▸ Exercise instructions
1/ In the schoolyard garden text, copy word for word the part that starts with "City Schoolyard Garden (CSG)" and ends after "afterschool program use.".
2/ According to the schoolyard garden text, how many languages are spoken in Charlottesville's local schools?

▸ Excerpt
──────────

City Schoolyard Garden (CSG) in Charlottesville, Virginia offers a prime example of integrating gardening into a whole school curriculum while connecting to ethical frameworks. The program creates garden space for classes that range from science to physical education at gardening sites at every elementary school and one middle school in Charlottesville City Schools, or 7 out of 9 schools in the district. Each garden is uniquely designed to capitalize on the space available. At a school that can see Monticello in the distance, students used Thomas Jefferson’s historic garden blueprints to build math and spatial skills while planting and designing flowerbeds, while another has an “owl habitat” meadow in the midst of a fruit orchard. They also maintain the gardens for summer and afterschool program use.

  • Bringing in socio-cultural context: City Schoolyard Garden began from an environmental ethos of healthy food and gardening. However, garden educators noticed that those goals did not address the impacts of systemic inequalities or barriers to access that exist in the city of Charlottesville. Charlottesville, Virginia, with its colonial heritage, is ripe for unpacking systemic inequality. Disparities are only heightened by its designation as a refugee resettlement site by the International Rescue Committee. As a result, over 40 languages are spoken in local schools and there are significant racial and economic disparities. Although recent Census data shows that the city is 70% White, the school system is only 39% White due to parents opting for private schooling. While the median household income is $63,934, Charlottesville has a 27% poverty rate, doubling the rest of Virginia, and all of Charlottesville’s schools qualify for Title I funding.[1][1] Beyond ensuring diverse books on the curriculum to help respect the diversity of our world, in is important to recognize how these factors impact which h students are able to take advantage of programming. Though the garden is built into six disparate curricular units that create mandatory interaction with all of the students in CSG schools, much of the most intensive interactions are predicted by enrollment in an elective that only meets before school. If parents are unable to provide transportation before the normal bus routes, then students were not allowed to be garden aides. There is a similar barrier to attendance in the afterschool clubs that are associated with CSG. Working to circumnavigate accessibility limitations are important to ensuring inclusivity and equity in programming.
  • Showing connectedness: Peace and justice issues are inextricable from environmental education because of the way that the environmental abuses disproportionately affect people of color and the poor. City Schoolyard Garden uses theRootEd Educational Frameworkto link socio-cultural, health and fitness, and experiential learning into the growth that students work to foster in the garden. By creating developmentally appropriate benchmarks that enable educators to engage in whole student learning, CSG begins to address some of the justice issues inherent in the school system as well as in the ecosystem. CSG’s program also incorporates every aspect of an educational curriculum; using food grown in the garden in cooking lessons can be extended to use social studies, reading, writing, and math skills. Learning to read stories that are oriented around food and the recipes that accompany them, like The Story of Noodles by Ying Chang Compestine and A La Carte by Tanita Davis, is followed by actually executing a recipe (math and reading skills), and doing oral histories with student families (social studies and writing skills).

──────────

▸ Data listing
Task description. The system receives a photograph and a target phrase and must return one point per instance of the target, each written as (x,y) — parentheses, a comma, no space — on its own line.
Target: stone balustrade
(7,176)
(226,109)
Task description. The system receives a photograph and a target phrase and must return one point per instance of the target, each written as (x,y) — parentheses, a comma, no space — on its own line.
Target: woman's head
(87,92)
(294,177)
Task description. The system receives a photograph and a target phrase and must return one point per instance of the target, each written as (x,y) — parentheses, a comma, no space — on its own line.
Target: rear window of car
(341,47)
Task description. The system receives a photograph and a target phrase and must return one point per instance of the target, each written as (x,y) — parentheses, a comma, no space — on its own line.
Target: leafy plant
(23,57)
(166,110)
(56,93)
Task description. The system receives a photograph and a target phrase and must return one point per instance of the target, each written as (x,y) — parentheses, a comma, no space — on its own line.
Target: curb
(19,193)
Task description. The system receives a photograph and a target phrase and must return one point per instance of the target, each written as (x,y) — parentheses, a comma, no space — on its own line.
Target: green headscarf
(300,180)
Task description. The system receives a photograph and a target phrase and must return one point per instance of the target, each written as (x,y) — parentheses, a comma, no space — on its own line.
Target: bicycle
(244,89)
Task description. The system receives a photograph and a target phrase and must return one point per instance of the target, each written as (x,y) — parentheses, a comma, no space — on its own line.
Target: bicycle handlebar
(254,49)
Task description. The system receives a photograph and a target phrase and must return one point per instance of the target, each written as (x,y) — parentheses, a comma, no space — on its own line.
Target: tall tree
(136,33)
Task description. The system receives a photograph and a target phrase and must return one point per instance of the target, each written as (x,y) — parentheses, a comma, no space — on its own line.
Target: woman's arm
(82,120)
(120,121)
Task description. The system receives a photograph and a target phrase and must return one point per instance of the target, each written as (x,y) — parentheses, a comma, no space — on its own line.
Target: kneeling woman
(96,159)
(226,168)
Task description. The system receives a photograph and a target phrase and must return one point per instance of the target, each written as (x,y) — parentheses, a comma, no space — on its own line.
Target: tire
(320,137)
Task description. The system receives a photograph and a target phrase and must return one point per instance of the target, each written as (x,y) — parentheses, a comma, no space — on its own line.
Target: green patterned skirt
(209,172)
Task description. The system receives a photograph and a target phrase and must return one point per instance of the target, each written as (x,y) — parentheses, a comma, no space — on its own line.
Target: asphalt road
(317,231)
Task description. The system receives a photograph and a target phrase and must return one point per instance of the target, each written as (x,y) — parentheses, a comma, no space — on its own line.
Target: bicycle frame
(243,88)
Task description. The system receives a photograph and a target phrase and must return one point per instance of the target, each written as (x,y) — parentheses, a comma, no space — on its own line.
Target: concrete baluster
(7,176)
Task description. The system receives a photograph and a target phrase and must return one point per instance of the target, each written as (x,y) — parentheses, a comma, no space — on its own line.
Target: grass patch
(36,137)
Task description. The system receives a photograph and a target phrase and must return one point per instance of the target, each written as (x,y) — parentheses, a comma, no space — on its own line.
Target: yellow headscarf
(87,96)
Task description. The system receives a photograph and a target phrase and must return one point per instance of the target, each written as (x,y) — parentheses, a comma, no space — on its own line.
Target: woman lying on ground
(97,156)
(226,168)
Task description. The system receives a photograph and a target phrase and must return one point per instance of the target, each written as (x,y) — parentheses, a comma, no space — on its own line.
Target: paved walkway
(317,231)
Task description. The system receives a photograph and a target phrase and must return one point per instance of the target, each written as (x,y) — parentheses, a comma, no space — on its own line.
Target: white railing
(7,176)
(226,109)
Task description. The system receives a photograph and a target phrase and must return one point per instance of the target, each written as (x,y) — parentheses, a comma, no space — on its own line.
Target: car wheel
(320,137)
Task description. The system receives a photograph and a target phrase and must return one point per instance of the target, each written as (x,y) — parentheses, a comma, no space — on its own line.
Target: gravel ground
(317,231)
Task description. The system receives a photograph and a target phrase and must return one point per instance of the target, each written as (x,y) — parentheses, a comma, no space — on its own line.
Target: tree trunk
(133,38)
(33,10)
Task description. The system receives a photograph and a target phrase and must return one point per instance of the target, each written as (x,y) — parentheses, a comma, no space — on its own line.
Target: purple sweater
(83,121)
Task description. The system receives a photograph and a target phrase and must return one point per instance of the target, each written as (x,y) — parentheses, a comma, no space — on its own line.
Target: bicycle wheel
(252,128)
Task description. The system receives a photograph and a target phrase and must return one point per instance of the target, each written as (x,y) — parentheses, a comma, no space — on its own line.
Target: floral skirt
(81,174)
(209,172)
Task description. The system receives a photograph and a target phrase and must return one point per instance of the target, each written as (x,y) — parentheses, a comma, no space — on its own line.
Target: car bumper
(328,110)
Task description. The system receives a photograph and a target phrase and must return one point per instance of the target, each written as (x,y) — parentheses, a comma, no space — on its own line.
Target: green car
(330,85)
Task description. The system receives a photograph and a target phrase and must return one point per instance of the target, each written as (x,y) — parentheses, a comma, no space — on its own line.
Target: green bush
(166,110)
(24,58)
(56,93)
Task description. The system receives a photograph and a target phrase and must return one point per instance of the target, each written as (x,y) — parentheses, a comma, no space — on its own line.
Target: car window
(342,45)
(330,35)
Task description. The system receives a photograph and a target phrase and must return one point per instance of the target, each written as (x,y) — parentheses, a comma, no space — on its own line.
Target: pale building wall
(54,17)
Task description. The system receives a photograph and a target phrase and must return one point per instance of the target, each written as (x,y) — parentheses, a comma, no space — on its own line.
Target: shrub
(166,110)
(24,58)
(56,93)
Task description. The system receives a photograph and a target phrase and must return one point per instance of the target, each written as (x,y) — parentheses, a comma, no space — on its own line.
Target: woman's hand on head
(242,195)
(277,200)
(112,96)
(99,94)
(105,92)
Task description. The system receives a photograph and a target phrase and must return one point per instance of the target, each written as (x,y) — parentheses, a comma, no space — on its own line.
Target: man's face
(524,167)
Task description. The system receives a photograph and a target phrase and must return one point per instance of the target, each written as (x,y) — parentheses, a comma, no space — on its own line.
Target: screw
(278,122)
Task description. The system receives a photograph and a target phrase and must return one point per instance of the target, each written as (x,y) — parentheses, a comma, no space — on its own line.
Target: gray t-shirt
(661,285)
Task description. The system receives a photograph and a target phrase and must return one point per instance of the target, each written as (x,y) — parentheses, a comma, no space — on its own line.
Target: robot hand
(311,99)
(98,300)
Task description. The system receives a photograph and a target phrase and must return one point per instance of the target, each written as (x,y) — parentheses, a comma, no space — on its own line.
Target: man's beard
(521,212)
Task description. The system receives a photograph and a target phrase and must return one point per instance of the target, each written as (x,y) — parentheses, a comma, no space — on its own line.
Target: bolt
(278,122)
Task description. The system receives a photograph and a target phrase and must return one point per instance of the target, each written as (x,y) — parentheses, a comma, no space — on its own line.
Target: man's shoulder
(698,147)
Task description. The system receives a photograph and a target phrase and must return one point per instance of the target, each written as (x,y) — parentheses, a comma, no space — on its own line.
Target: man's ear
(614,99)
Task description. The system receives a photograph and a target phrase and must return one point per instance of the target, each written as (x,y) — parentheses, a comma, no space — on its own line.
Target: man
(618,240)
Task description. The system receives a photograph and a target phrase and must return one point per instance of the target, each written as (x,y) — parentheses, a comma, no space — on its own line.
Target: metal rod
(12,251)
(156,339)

──────────

▸ Solutions to each task
1/
City Schoolyard Garden (CSG) in Charlottesville, Virginia offers a prime example of integrating gardening into a whole school curriculum while connecting to ethical frameworks. The program creates garden space for classes that range from science to physical education at gardening sites at every elementary school and one middle school in Charlottesville City Schools, or 7 out of 9 schools in the district. Each garden is uniquely designed to capitalize on the space available. At a school that can see Monticello in the distance, students used Thomas Jefferson’s historic garden blueprints to build math and spatial skills while planting and designing flowerbeds, while another has an “owl habitat” meadow in the midst of a fruit orchard. They also maintain the gardens for summer and afterschool program use.

2/ Over 40 languages.